** Start of Records **

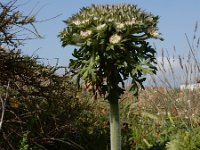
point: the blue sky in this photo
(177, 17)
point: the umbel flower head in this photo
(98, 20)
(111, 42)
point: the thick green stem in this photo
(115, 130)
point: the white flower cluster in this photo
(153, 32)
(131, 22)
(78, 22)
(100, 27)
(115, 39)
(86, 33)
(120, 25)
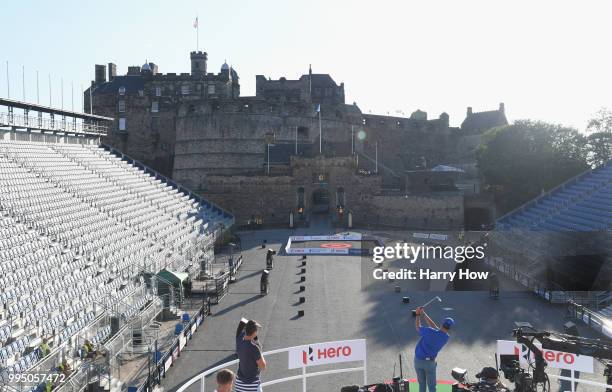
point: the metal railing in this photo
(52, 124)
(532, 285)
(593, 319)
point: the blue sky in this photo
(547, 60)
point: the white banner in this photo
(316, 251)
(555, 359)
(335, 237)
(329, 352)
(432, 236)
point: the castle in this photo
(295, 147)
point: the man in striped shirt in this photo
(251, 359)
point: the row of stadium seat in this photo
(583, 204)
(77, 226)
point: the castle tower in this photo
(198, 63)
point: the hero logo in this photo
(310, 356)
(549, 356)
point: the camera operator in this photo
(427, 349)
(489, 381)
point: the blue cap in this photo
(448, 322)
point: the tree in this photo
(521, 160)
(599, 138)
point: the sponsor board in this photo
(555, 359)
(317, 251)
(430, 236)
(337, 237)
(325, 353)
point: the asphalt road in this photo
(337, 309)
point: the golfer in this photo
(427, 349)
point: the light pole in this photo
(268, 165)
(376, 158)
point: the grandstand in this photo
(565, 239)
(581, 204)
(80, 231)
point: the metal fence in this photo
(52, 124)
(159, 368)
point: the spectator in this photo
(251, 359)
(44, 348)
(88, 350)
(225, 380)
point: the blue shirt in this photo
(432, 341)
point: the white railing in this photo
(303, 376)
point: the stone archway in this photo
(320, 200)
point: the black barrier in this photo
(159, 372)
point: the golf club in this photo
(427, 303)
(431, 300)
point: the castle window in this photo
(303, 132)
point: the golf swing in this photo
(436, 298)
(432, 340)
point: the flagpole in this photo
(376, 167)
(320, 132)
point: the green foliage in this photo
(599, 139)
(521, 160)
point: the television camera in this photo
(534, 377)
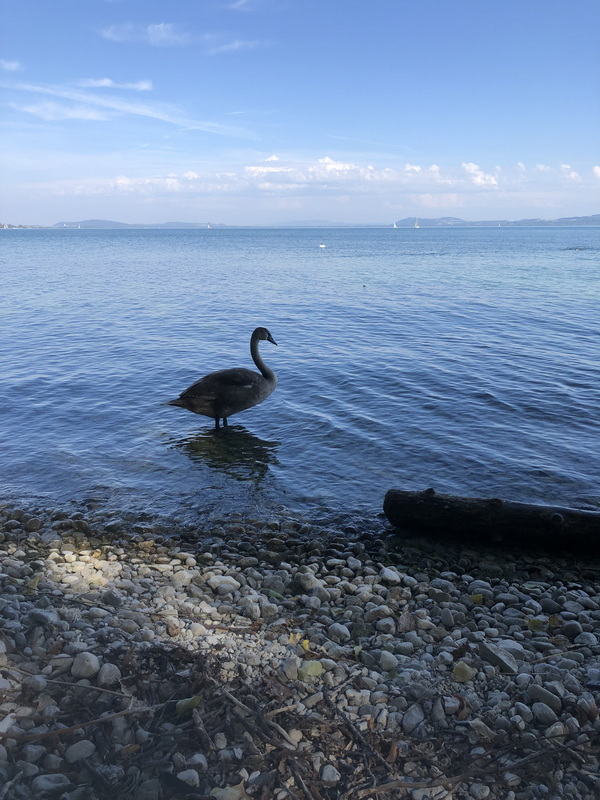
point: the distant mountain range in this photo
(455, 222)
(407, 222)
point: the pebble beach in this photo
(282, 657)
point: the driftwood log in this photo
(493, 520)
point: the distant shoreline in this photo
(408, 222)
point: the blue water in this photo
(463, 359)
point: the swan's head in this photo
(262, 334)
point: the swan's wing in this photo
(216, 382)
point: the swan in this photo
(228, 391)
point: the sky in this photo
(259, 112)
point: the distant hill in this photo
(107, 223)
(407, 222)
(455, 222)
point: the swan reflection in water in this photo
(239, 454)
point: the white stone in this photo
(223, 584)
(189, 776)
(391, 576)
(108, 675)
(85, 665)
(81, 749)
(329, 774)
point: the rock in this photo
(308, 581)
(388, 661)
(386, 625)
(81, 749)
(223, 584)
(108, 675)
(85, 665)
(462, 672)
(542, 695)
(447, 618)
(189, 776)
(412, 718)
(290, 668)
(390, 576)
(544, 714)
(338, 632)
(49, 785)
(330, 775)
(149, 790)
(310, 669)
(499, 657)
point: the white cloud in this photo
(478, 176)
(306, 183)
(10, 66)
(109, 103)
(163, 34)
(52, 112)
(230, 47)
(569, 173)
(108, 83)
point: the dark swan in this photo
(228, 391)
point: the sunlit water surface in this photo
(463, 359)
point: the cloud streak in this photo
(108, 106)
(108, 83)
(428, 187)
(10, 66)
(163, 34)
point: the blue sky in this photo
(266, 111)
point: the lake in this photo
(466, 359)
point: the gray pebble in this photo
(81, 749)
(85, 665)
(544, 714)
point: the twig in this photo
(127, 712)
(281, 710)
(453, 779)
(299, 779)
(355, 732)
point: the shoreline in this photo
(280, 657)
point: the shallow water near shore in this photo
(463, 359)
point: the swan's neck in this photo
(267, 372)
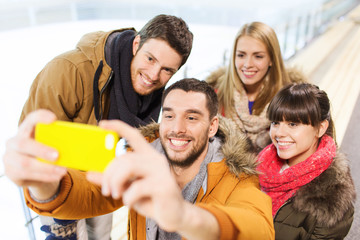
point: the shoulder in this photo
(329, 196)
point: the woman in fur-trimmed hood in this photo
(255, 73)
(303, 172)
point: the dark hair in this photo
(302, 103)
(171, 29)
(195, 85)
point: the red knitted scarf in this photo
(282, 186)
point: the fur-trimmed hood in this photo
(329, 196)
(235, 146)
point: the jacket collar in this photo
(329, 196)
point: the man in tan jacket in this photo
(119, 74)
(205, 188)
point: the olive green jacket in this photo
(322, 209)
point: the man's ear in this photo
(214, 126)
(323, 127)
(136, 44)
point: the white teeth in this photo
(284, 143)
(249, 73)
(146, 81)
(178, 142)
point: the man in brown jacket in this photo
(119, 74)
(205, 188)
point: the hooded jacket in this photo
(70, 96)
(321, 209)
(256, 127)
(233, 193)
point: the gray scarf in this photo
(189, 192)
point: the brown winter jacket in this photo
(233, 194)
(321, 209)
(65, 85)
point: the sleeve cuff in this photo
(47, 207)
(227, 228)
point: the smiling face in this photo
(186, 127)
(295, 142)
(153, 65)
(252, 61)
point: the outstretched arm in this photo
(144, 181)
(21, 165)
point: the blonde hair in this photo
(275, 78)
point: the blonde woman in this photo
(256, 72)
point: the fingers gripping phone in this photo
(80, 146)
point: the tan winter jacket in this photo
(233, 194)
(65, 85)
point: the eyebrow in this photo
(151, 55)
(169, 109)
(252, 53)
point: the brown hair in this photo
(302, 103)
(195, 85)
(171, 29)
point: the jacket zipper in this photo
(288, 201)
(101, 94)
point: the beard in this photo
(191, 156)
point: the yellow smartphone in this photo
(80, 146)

** End of Records **
** Start of Records **

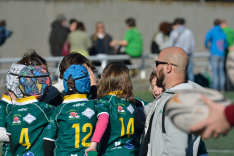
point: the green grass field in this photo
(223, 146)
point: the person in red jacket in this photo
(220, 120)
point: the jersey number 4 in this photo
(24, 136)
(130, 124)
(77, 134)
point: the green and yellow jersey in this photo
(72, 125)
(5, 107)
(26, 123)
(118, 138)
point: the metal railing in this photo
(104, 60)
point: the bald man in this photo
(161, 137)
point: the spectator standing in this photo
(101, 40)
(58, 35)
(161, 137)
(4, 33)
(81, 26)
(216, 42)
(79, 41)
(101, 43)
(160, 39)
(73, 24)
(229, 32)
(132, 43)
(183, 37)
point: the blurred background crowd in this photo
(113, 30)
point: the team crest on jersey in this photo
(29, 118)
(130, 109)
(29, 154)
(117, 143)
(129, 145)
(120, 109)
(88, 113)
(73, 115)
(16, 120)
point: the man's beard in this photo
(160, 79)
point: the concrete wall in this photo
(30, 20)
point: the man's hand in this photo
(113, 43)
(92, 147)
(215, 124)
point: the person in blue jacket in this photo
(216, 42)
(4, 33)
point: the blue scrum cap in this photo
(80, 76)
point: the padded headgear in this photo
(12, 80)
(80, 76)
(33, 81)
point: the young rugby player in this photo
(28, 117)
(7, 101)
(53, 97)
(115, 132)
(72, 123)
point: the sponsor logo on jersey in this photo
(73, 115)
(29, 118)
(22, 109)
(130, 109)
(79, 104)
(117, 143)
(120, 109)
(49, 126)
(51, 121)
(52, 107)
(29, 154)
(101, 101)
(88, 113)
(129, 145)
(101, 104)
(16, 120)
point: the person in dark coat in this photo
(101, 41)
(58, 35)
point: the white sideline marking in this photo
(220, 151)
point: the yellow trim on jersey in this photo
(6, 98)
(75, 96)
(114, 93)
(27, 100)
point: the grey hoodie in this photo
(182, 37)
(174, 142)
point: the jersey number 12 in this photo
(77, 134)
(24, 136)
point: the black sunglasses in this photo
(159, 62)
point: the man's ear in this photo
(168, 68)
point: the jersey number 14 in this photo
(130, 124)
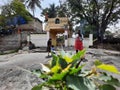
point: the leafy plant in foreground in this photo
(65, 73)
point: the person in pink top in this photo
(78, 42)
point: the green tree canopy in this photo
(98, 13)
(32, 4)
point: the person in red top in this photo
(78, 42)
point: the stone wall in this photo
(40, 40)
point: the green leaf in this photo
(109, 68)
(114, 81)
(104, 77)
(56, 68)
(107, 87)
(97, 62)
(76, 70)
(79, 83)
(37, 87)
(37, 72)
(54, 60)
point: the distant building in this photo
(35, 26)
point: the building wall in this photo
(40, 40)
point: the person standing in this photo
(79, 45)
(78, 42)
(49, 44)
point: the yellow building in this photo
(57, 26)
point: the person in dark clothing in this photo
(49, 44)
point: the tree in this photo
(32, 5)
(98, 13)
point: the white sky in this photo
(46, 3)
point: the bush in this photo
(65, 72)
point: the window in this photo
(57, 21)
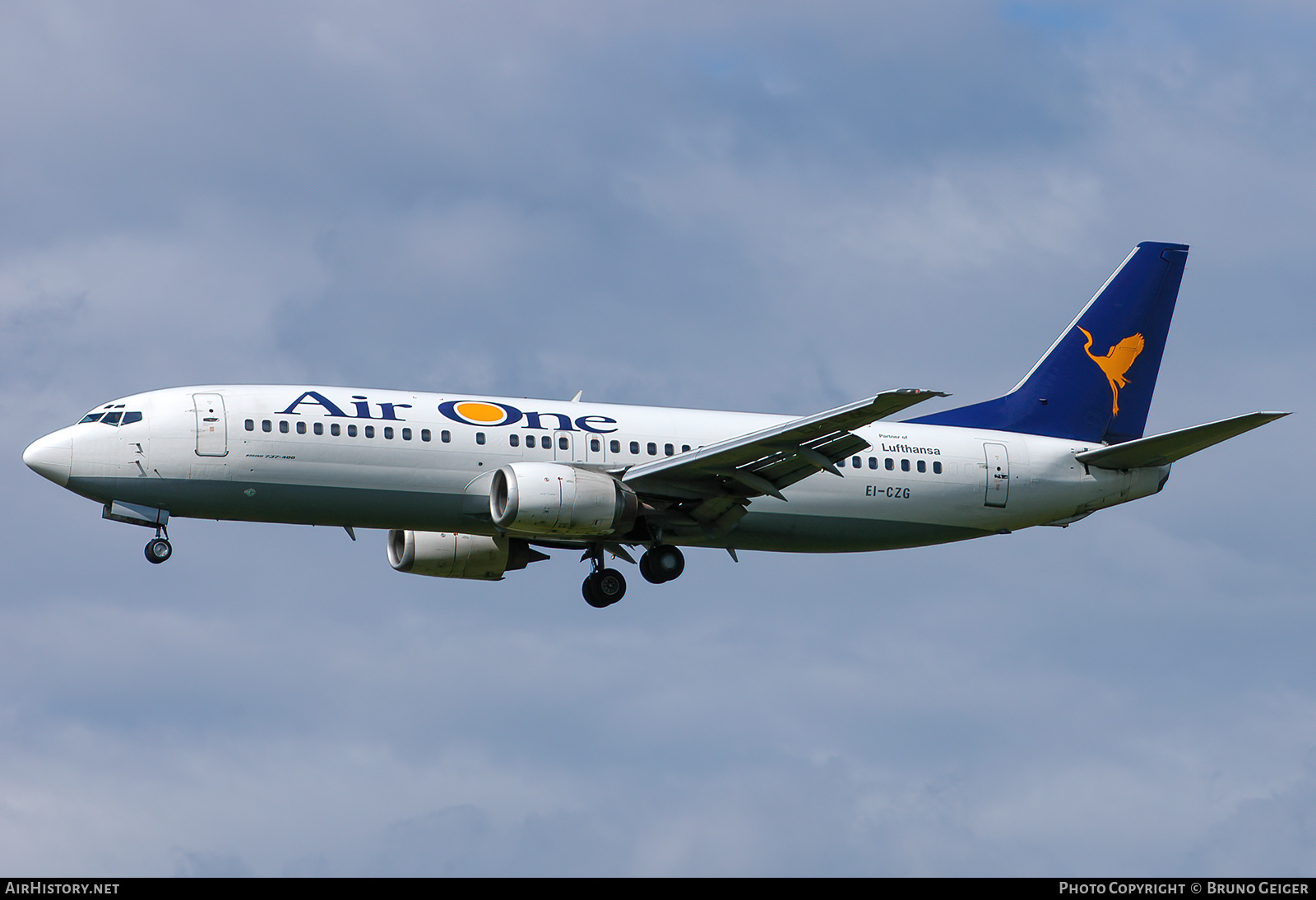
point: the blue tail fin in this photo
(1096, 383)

** End of Records **

Stated problem: Reproduce the rows word for word, starting at the line containing "point: the young rugby player in this photo" and ending at the line containing "(1096, 383)", both included. Omit the pictures.

The completed task:
point: the young rugby player in this photo
(28, 117)
(7, 101)
(53, 97)
(115, 132)
(72, 123)
point: the sponsor logo on jersey in this photo
(73, 115)
(29, 118)
(22, 109)
(130, 109)
(79, 104)
(117, 143)
(120, 109)
(49, 126)
(51, 121)
(52, 107)
(29, 154)
(101, 101)
(88, 113)
(129, 145)
(101, 104)
(16, 120)
point: the person in dark coat in this photo
(101, 41)
(58, 35)
point: the white sideline marking in this photo
(220, 151)
point: the yellow trim on jersey in this photo
(6, 98)
(75, 96)
(114, 93)
(27, 100)
point: the grey hoodie in this photo
(182, 37)
(174, 142)
point: the jersey number 12 in this photo
(77, 134)
(24, 136)
point: the black sunglasses in this photo
(159, 62)
point: the man's ear in this photo
(168, 68)
point: the jersey number 14 in this photo
(130, 124)
point: the leafy plant in foreground in this photo
(65, 73)
point: the person in pink top in this photo
(78, 42)
point: the green tree canopy in this photo
(98, 13)
(32, 4)
point: the person in red top in this photo
(78, 42)
point: the stone wall in this photo
(40, 40)
point: the green leaf in this photo
(109, 68)
(114, 81)
(104, 77)
(56, 68)
(107, 87)
(97, 62)
(76, 70)
(79, 83)
(37, 87)
(37, 72)
(54, 60)
point: the distant building in this photo
(35, 26)
point: the building wall in this photo
(40, 40)
point: the person standing in this photo
(79, 45)
(78, 42)
(49, 44)
point: the yellow building in this photo
(57, 26)
point: the person in dark clothing in this photo
(49, 44)
point: the tree in this photo
(32, 5)
(98, 13)
point: the white sky in this photo
(46, 3)
point: the bush in this photo
(65, 72)
point: the window in this photo
(57, 21)
point: the blue tail fin in this photo
(1096, 383)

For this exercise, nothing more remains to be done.